> _THE PROBLEM_
If a line in the data below holds the word "beach", copy it.

"""

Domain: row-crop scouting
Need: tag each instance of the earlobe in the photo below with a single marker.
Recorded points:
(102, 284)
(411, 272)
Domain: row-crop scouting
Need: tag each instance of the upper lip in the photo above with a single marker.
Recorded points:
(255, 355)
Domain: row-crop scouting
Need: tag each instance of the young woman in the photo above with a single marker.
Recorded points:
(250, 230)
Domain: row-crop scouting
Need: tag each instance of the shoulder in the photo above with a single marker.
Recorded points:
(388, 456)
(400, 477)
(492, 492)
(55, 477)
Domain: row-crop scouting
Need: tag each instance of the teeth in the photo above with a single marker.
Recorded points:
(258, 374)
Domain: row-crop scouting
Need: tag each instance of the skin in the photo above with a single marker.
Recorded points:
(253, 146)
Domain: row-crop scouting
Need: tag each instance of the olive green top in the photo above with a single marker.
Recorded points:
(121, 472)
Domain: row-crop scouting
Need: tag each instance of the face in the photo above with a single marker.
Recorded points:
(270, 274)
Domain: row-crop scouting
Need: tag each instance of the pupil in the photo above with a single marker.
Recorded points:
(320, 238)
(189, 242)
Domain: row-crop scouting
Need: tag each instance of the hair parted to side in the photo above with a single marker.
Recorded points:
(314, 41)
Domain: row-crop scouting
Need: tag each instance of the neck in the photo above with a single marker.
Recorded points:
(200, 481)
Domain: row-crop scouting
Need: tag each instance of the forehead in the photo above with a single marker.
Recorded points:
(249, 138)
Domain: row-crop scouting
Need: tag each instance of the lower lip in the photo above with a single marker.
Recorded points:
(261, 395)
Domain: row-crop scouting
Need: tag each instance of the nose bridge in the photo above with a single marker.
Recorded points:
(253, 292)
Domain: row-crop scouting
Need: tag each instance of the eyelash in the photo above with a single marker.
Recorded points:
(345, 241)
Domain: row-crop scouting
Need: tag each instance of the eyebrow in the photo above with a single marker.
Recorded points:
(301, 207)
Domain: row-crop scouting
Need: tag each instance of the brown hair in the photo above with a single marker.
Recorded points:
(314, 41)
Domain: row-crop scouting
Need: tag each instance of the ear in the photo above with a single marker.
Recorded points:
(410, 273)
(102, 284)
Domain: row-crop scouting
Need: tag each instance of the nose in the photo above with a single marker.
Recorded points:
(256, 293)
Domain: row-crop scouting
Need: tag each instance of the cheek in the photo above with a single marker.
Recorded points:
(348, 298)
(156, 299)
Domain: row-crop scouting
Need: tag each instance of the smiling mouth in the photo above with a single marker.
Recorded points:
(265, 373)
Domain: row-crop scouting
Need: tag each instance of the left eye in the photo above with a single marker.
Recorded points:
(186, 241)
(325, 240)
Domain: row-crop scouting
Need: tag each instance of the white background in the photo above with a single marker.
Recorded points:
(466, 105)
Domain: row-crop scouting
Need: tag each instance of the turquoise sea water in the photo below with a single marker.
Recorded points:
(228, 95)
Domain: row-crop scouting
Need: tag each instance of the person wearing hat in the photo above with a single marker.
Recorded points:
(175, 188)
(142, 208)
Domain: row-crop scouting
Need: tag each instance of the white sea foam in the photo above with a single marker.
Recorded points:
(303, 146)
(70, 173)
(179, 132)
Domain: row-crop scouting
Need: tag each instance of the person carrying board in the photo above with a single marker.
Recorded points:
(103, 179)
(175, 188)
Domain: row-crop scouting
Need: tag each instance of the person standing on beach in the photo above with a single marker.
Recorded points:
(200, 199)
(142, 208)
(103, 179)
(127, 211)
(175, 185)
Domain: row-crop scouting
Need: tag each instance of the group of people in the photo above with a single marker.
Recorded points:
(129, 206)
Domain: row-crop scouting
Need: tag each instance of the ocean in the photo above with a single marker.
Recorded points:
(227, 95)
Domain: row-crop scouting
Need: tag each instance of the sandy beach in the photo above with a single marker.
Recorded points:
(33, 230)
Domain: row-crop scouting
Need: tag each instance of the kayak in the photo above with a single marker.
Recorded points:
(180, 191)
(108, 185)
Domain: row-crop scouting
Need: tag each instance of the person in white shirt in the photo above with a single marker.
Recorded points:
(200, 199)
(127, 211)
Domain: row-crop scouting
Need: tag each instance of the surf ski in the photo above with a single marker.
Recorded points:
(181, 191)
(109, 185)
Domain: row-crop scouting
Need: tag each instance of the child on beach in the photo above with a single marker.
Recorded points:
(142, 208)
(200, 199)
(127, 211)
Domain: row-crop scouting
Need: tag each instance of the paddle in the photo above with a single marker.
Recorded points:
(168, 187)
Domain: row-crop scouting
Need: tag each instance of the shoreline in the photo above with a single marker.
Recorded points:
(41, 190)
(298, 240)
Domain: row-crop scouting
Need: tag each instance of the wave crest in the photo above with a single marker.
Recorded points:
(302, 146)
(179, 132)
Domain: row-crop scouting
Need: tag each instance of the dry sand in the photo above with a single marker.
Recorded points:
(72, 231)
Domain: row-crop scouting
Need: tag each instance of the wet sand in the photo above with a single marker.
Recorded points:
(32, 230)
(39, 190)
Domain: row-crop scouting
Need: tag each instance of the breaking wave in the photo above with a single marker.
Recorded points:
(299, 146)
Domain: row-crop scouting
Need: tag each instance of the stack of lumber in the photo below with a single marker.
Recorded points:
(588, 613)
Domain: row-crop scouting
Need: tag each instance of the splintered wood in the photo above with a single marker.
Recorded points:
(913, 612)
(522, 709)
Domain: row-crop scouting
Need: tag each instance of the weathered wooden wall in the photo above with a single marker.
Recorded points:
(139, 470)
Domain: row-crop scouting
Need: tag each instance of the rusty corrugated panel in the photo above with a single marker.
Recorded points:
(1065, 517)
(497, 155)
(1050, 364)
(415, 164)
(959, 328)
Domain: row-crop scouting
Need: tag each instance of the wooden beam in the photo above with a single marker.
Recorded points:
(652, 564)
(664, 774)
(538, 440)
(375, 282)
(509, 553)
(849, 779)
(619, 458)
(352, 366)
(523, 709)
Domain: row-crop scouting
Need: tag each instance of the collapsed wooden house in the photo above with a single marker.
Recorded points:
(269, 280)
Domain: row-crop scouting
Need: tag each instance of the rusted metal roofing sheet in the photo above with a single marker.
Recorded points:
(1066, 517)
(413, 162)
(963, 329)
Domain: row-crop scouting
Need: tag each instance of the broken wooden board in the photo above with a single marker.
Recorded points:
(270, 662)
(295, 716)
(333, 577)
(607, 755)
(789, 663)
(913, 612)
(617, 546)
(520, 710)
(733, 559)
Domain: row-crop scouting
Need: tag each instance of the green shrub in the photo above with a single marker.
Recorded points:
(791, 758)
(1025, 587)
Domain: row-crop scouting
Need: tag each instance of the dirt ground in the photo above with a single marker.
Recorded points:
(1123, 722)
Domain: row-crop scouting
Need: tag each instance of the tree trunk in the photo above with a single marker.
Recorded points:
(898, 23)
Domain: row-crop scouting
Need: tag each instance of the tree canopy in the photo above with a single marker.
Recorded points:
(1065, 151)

"""

> _WRITTEN SOLUTION_
Need: tag each instance of the person standing on beach in the photo above with a single marker.
Need: tag each instance of the sandy beach in the photo above with a single marker.
Need: tag each instance of the child on beach in the photo above with a single marker.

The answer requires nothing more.